[What the exercise asks]
Lay out the lines of the records below, from the line holding "Identify each white" through the line holding "64;197;546;533", inclusive, as a Markdown table with the columns Row and Line. Leave out any blank lines.
-- BEGIN Exercise input --
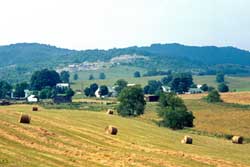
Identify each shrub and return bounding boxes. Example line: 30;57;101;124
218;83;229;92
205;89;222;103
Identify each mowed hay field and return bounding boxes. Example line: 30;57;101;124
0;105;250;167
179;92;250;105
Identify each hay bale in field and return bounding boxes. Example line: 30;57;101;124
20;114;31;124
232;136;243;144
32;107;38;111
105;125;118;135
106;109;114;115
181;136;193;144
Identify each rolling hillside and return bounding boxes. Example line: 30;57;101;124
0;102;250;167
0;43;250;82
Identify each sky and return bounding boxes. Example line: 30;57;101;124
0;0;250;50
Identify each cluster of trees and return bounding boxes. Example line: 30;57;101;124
-- END Exercise input --
-- BEGIN Exercise input --
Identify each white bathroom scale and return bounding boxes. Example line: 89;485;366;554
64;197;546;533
-- END Exercise input --
[Answer in full]
| Row | Line |
|---|---|
| 1 | Identify each white bathroom scale and return bounding boxes. Example line: 89;485;366;554 |
| 2 | 64;197;546;533 |